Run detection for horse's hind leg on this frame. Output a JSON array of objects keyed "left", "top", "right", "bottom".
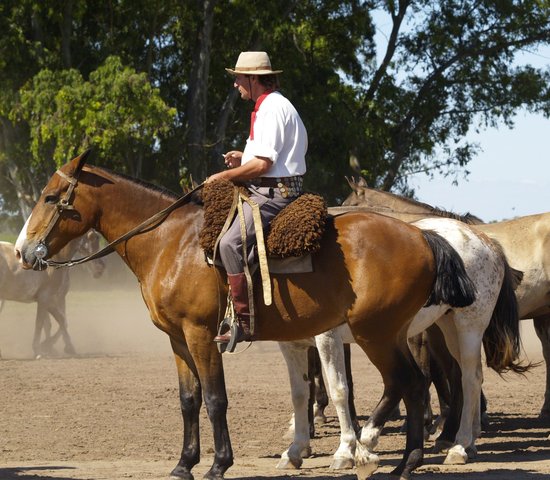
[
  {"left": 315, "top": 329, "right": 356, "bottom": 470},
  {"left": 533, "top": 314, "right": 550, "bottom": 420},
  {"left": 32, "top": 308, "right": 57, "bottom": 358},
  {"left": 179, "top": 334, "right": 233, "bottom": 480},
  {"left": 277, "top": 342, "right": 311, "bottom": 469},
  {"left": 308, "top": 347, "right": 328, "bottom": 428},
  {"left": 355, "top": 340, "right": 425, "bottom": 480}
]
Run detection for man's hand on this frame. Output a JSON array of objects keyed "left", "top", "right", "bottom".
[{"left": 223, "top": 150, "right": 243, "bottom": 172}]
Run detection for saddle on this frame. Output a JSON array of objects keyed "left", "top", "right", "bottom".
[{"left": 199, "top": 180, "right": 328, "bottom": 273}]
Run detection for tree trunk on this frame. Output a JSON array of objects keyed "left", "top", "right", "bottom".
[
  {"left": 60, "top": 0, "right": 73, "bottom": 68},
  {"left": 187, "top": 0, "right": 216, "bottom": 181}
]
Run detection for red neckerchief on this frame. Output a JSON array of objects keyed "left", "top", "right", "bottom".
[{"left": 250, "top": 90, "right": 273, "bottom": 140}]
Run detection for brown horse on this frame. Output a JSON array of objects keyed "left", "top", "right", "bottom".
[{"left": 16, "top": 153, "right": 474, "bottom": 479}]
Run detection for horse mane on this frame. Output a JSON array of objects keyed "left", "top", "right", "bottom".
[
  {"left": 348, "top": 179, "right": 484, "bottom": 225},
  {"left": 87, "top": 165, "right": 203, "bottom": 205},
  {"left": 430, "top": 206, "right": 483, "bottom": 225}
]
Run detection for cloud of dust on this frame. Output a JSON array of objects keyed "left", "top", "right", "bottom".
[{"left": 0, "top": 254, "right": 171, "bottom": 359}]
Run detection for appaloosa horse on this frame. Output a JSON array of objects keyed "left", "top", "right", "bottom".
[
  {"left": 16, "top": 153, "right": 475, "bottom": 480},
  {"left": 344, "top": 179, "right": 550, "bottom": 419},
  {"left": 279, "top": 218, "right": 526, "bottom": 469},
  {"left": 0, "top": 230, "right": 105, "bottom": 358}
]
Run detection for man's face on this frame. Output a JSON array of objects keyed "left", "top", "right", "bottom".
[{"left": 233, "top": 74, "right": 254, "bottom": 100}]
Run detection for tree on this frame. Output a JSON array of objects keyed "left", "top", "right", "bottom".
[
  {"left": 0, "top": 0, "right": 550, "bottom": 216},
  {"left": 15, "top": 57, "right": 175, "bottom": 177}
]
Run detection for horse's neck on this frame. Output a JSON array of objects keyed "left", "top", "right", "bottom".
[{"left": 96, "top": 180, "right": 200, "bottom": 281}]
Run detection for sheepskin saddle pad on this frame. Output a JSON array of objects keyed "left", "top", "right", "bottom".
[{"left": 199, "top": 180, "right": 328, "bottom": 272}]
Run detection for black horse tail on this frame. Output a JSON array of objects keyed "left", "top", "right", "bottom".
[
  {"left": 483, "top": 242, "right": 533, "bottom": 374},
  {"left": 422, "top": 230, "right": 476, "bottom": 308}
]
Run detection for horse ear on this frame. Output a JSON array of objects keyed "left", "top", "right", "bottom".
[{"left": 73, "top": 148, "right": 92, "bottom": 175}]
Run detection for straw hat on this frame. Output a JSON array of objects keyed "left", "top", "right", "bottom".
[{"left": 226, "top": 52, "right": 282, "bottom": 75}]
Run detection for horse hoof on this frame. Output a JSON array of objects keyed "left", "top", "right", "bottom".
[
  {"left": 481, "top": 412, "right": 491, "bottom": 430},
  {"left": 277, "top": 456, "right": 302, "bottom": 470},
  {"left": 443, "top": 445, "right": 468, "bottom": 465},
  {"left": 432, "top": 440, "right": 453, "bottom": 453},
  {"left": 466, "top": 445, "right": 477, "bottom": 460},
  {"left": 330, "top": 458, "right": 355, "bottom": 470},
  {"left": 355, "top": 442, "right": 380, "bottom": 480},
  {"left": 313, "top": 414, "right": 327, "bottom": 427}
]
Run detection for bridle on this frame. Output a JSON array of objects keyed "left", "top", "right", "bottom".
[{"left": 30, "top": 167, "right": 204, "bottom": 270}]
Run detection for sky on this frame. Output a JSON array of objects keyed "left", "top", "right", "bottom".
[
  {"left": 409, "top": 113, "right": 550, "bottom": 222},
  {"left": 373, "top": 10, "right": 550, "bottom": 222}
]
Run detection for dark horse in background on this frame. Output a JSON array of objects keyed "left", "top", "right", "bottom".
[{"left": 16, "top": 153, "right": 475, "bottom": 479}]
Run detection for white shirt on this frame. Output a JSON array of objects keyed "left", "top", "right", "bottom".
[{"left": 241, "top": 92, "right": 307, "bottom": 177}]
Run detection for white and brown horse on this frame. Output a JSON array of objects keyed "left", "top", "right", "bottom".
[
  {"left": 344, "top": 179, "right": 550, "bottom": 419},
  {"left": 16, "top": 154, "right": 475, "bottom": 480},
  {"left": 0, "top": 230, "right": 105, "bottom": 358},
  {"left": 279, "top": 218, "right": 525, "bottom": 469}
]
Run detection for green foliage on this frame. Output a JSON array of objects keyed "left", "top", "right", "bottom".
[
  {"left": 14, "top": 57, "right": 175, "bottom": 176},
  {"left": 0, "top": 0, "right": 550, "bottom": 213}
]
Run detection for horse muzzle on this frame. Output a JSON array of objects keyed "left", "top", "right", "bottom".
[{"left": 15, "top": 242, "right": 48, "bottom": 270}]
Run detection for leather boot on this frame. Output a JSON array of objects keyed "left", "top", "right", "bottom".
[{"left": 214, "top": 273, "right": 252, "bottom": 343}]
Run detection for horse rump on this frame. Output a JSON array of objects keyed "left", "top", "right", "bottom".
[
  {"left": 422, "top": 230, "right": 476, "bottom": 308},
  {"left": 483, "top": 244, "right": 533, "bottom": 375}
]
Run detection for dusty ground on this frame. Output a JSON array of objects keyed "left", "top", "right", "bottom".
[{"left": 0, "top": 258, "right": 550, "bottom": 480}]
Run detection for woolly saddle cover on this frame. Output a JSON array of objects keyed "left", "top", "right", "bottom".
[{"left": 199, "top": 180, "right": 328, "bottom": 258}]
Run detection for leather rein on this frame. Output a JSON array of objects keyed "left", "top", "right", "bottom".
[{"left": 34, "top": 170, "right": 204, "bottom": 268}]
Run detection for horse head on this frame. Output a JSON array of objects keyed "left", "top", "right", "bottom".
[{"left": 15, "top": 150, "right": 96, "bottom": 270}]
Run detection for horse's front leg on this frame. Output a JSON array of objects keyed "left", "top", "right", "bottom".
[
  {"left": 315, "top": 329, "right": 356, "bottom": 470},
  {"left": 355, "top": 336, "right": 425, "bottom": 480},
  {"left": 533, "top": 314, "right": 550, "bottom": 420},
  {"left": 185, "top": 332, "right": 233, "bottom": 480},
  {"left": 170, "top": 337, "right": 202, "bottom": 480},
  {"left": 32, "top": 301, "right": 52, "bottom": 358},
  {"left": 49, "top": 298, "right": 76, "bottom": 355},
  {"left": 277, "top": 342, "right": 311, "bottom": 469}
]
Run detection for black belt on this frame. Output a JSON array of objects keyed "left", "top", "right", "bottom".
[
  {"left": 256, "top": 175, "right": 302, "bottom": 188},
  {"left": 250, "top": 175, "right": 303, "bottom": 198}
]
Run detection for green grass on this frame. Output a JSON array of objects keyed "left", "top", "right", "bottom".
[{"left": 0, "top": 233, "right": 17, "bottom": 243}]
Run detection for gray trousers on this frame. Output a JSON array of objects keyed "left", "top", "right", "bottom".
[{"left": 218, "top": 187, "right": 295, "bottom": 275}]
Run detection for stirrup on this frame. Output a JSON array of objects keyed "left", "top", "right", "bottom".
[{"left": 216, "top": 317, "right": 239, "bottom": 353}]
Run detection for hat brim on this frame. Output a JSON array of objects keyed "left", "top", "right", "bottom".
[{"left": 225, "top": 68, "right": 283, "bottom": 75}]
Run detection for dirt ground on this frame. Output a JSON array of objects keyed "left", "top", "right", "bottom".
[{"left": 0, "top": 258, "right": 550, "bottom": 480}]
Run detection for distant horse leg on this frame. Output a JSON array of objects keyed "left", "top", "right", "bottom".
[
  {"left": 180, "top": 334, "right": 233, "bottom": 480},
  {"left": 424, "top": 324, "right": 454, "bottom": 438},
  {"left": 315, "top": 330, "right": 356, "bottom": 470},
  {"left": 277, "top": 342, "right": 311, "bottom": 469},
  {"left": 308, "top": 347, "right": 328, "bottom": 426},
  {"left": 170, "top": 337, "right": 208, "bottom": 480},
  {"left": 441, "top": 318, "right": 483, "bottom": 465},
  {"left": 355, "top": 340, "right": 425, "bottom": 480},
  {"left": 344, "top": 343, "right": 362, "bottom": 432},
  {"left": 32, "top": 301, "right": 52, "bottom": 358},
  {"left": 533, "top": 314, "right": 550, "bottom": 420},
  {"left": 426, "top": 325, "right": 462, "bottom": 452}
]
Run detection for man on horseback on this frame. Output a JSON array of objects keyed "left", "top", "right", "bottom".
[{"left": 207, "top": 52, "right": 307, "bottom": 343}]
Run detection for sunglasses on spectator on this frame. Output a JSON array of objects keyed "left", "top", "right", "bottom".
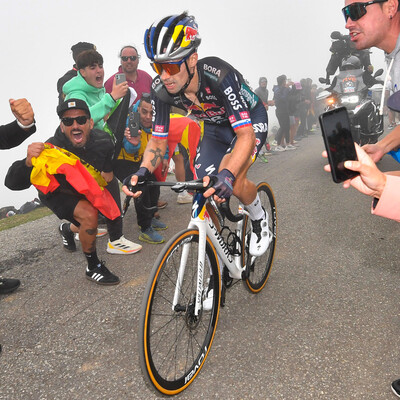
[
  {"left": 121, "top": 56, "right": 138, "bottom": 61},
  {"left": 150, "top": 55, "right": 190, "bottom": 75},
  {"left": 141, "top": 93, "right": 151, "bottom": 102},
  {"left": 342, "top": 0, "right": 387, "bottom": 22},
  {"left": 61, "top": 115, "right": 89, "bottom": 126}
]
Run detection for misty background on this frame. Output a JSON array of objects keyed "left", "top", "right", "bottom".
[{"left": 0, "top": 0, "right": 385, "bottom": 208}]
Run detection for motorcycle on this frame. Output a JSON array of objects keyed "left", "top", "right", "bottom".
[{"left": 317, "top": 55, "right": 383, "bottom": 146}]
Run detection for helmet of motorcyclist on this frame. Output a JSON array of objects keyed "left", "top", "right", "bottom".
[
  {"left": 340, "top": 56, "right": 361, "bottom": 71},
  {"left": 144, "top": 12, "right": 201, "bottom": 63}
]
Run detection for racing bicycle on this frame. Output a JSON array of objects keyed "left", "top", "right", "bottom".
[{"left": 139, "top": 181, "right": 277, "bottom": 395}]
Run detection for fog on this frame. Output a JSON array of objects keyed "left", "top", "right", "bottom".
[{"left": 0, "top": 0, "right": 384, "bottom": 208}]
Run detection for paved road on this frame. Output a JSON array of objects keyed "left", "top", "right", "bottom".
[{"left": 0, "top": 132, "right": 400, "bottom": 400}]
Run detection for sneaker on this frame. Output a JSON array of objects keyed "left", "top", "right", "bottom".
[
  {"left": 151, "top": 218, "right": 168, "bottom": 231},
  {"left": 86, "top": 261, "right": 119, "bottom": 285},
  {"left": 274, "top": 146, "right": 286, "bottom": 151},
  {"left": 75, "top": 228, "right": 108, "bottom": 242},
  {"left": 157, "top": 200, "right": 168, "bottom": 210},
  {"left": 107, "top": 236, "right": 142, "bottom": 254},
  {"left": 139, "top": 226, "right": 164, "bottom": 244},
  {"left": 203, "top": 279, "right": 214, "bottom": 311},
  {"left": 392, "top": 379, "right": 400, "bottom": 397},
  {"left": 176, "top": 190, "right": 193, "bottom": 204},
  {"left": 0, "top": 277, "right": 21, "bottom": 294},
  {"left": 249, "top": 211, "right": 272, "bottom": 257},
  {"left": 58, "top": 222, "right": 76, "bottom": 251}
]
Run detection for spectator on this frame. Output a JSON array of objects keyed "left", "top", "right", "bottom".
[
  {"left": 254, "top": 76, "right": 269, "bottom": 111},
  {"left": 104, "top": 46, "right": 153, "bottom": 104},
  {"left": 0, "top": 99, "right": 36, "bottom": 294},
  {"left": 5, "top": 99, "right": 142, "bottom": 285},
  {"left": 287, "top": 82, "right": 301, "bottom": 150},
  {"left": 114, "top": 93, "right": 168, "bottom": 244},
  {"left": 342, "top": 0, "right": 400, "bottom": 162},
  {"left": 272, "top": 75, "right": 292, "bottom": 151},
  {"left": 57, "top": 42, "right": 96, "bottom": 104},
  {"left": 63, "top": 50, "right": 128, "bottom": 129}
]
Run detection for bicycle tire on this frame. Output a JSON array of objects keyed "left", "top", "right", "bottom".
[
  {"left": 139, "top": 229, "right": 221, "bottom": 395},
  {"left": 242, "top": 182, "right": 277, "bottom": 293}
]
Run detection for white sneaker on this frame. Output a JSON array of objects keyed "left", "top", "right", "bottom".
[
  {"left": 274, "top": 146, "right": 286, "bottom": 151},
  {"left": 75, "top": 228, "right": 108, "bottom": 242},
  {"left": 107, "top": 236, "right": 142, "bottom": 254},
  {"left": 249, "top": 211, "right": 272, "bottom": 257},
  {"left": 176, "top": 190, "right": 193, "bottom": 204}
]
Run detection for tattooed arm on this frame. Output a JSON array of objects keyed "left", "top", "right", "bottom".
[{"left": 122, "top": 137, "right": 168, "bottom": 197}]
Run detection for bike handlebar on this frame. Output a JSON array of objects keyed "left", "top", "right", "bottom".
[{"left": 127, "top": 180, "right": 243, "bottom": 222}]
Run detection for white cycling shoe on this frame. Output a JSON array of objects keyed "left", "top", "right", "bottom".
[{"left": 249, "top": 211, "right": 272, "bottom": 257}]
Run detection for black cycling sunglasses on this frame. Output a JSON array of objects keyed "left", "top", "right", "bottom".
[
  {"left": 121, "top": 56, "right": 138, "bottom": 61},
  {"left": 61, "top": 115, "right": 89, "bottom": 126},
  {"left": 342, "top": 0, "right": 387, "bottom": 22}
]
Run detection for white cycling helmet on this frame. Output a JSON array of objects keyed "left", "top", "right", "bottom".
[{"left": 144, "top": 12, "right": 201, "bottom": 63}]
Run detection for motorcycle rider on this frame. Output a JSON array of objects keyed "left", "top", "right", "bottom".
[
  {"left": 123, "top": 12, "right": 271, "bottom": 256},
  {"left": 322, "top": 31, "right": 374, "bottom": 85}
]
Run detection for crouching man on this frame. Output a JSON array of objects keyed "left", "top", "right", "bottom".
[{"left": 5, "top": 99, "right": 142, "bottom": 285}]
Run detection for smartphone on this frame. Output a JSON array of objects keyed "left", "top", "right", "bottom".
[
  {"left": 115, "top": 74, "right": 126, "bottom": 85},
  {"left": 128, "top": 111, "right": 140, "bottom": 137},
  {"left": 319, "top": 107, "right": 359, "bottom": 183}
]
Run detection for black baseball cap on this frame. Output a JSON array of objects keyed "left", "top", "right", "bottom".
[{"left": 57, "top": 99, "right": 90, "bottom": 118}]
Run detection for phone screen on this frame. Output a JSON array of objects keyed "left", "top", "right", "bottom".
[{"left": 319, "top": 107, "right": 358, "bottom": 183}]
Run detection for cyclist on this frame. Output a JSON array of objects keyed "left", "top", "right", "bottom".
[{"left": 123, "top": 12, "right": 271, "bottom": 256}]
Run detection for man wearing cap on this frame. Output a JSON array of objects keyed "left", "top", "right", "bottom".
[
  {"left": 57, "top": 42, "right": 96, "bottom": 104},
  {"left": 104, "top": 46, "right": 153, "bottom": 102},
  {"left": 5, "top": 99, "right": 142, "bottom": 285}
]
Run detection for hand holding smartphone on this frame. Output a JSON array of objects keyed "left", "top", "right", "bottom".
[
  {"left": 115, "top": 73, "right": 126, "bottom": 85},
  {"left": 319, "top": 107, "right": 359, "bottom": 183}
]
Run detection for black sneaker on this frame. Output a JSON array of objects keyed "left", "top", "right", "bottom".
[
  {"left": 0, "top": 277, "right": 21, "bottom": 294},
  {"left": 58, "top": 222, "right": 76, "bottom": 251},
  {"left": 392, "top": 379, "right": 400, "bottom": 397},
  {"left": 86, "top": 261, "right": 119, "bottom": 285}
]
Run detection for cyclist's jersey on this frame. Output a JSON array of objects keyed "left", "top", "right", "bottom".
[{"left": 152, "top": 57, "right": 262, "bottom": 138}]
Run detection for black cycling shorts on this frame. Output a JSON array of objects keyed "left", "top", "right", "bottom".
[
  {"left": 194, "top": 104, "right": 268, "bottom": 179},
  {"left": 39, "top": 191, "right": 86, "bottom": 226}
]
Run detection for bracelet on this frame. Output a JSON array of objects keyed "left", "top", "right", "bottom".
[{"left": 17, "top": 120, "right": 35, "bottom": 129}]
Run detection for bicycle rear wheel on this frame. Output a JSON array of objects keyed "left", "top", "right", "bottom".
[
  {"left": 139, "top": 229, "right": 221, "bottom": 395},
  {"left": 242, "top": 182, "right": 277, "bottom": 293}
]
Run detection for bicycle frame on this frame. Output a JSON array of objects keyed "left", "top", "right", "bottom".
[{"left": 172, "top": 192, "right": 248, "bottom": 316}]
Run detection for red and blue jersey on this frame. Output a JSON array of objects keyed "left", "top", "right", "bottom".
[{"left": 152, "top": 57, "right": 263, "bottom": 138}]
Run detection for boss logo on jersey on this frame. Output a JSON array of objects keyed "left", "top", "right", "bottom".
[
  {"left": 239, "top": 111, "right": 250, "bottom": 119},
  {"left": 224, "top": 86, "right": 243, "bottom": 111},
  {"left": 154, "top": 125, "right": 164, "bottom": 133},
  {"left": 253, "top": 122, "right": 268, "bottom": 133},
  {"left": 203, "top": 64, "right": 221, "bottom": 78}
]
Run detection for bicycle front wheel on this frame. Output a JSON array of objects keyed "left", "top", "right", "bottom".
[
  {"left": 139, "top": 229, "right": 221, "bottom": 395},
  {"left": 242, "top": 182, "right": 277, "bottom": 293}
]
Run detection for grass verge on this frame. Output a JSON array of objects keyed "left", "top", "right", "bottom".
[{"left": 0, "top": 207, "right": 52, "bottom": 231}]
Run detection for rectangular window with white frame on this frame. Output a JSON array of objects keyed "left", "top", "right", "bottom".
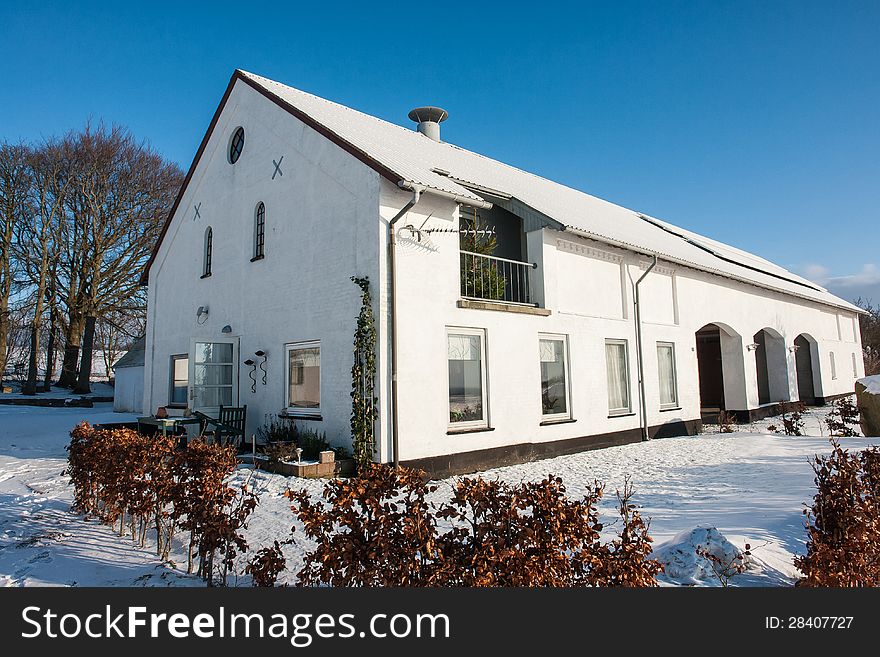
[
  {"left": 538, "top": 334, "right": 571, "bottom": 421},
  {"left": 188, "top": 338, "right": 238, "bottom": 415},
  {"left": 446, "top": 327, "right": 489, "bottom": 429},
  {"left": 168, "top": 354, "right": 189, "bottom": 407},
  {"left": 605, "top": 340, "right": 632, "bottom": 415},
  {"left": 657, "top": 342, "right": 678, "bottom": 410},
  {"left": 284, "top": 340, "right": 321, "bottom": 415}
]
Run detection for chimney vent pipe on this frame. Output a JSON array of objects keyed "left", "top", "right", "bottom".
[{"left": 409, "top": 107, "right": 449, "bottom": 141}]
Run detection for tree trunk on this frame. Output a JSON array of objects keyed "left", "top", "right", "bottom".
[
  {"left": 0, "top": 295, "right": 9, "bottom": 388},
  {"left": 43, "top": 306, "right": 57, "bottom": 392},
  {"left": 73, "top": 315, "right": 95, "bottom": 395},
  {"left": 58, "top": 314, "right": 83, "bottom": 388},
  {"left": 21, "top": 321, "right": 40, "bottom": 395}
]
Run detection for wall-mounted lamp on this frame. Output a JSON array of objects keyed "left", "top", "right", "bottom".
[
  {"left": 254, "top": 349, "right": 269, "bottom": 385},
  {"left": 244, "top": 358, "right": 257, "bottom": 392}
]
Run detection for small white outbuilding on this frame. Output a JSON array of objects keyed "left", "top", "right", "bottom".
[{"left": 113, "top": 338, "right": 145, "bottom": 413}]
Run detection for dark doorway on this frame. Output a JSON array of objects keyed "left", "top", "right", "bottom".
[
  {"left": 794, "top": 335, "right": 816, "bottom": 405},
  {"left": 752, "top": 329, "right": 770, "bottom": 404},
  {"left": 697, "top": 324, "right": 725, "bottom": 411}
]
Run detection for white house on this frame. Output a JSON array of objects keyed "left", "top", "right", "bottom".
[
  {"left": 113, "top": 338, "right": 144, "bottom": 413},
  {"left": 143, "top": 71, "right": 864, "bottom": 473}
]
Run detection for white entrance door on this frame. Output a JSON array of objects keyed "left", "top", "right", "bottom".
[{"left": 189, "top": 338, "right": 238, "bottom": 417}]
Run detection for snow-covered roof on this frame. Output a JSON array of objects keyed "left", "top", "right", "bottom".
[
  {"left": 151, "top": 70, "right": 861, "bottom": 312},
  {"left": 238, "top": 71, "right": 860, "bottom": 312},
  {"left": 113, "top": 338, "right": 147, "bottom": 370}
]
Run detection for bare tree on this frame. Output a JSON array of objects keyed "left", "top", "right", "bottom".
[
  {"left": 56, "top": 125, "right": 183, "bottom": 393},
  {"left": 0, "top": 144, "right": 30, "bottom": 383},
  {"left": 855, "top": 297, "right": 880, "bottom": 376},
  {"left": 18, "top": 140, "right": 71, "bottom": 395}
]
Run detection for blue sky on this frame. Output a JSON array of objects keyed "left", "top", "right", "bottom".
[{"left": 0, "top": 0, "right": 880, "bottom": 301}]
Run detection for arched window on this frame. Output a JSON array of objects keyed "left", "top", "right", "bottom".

· · · ·

In the entries above, find the line containing "Run detection for bare". Set down that line and every line after it through the last one, exactly and alone.

Run detection for bare tree on this frame. Output a JSON array of objects keyed "left", "top", "right", "bottom".
[
  {"left": 56, "top": 125, "right": 183, "bottom": 393},
  {"left": 0, "top": 144, "right": 30, "bottom": 383},
  {"left": 855, "top": 297, "right": 880, "bottom": 376},
  {"left": 18, "top": 140, "right": 71, "bottom": 395}
]
Run detection for blue sky on this frame. Output a JSON array of objects keyed "left", "top", "right", "bottom".
[{"left": 0, "top": 0, "right": 880, "bottom": 301}]
Run detection for arched window on this frame. Output a JSON array of objects keyed "left", "top", "right", "bottom".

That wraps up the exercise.